**REQUIREMENTS**.
Pull out every line in the rows below that contains the word "balcony", and copy each of those lines in full.

**AVAILABLE RECORDS**.
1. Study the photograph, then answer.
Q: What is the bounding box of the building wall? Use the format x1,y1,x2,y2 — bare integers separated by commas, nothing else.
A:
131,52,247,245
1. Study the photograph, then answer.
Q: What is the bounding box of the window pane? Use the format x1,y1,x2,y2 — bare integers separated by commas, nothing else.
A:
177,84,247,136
---
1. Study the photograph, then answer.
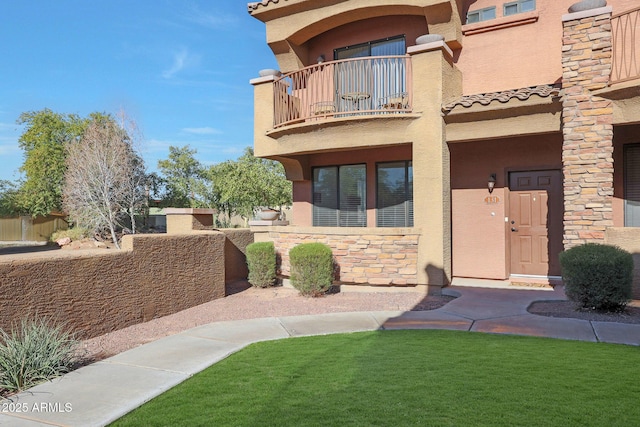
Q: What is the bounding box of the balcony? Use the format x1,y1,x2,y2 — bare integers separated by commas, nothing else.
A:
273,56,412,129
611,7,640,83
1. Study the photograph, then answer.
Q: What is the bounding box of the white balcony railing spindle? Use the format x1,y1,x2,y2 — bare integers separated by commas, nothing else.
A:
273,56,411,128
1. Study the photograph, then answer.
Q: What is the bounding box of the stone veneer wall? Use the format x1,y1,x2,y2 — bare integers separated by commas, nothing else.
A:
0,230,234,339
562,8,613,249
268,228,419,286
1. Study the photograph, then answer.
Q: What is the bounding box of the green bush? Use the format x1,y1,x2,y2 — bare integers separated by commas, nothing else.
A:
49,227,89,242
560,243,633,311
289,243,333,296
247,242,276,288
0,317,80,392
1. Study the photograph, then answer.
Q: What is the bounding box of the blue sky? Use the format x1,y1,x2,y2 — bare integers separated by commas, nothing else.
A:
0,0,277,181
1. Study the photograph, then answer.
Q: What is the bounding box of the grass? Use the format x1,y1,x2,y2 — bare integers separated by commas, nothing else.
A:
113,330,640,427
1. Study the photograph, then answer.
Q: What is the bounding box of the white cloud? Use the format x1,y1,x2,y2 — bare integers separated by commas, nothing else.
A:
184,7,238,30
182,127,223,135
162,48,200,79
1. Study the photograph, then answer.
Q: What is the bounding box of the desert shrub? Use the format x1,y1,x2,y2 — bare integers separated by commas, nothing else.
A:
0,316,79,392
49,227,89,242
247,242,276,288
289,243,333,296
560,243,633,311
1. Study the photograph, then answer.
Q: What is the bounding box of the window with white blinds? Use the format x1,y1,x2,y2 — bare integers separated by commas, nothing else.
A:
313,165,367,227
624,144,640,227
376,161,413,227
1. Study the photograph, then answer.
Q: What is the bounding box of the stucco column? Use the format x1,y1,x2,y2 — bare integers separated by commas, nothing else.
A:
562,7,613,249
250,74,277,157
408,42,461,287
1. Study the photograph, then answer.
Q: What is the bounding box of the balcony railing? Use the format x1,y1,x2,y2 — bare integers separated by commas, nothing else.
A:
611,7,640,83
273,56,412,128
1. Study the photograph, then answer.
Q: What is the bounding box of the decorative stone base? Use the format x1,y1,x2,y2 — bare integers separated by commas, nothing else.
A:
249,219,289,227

**SOLUTION**.
Q: What is the bounding box of the balcony? Use the format x1,y1,x2,y2 — bare integers separated by commas, nothing else.
Q: What is the bounding box of the white balcony railing spindle? Use the format x1,y1,x2,y2 — bare integers separated by commas, nothing else.
Q: What is the bounding box of the balcony railing? Use the format x1,y1,x2,y2 — bare integers separated by commas, nothing else.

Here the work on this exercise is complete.